▶ [Exercise description] Copy out every line of the data below word for word, but leave out the pictures.

▶ [Task material]
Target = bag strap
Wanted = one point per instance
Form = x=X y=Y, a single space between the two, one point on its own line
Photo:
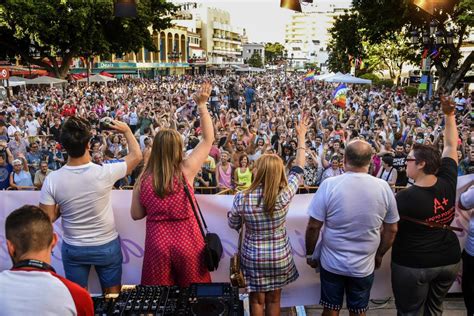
x=431 y=224
x=188 y=194
x=241 y=233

▶ [Answer for this exercise]
Target = bag strap
Wanted = one point per instance
Form = x=X y=Y, a single space between the two, one point on its own line
Photo:
x=431 y=224
x=188 y=194
x=241 y=233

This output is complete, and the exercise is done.